Aim of the exercise
Return, word for word, the lines of the listing below from the one with "Category: green stem" through the one with "Category: small pebble", and no other lines.

Input
-- Opening Marker --
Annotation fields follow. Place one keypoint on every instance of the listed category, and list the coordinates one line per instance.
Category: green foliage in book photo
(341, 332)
-- Closing Marker --
-- Opening Marker --
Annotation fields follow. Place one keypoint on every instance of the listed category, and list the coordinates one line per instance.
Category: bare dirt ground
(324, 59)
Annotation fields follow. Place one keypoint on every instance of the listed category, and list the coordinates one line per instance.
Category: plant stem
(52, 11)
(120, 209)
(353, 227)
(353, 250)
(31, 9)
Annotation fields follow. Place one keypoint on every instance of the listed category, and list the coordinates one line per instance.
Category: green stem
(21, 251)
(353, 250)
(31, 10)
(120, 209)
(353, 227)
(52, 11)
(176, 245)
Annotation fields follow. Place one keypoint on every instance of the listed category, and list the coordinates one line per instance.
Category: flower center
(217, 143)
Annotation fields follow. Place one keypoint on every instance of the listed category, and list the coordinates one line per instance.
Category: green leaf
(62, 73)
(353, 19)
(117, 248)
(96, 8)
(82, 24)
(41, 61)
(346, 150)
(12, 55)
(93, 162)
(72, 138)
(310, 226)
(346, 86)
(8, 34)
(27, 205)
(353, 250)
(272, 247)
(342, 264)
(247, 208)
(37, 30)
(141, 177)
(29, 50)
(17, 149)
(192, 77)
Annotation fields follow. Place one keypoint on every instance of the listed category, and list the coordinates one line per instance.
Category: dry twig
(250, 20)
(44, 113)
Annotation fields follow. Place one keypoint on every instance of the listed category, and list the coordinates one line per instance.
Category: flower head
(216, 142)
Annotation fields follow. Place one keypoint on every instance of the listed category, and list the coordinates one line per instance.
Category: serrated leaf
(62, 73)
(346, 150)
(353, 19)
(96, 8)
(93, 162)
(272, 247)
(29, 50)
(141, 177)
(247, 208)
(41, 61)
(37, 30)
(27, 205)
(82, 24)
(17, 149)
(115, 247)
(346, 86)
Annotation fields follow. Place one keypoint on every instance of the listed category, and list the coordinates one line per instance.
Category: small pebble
-- Closing Marker --
Answer section
Category: green stem
(21, 251)
(353, 250)
(31, 10)
(120, 209)
(353, 227)
(52, 11)
(176, 245)
Annotation fields follow. Place one keypoint on every instance of the listed category, and list the coordinates one line per instance.
Category: flower center
(217, 143)
Annotation fields follow. Place one keypoint on every instance of the listed category, and list the coordinates one line per instance.
Category: green leaf
(62, 73)
(353, 19)
(117, 248)
(96, 8)
(82, 24)
(41, 61)
(346, 150)
(12, 55)
(93, 162)
(72, 138)
(310, 226)
(346, 86)
(8, 34)
(27, 205)
(353, 250)
(272, 247)
(342, 264)
(247, 208)
(37, 30)
(141, 177)
(29, 50)
(17, 149)
(192, 77)
Annotation fields follow. Place one keypoint on every instance of the listed category, and list the coordinates one line per instance.
Category: dry twig
(250, 20)
(44, 113)
Annotation fields follow. Place one keypoint on every instance of the listed category, and list the coordinates one line per instance.
Category: flower head
(216, 142)
Annotation fields follow. Place one keypoint on every instance of the listed category, and list the coordinates one line per instance.
Category: serrated leaf
(62, 73)
(346, 150)
(353, 19)
(96, 8)
(93, 162)
(272, 247)
(29, 50)
(141, 177)
(247, 208)
(41, 61)
(37, 30)
(27, 205)
(82, 24)
(17, 149)
(115, 247)
(346, 86)
Annotation fields follow. Place one keypoint on every instance of the listed category, and list the coordinates one line per instance.
Category: small pebble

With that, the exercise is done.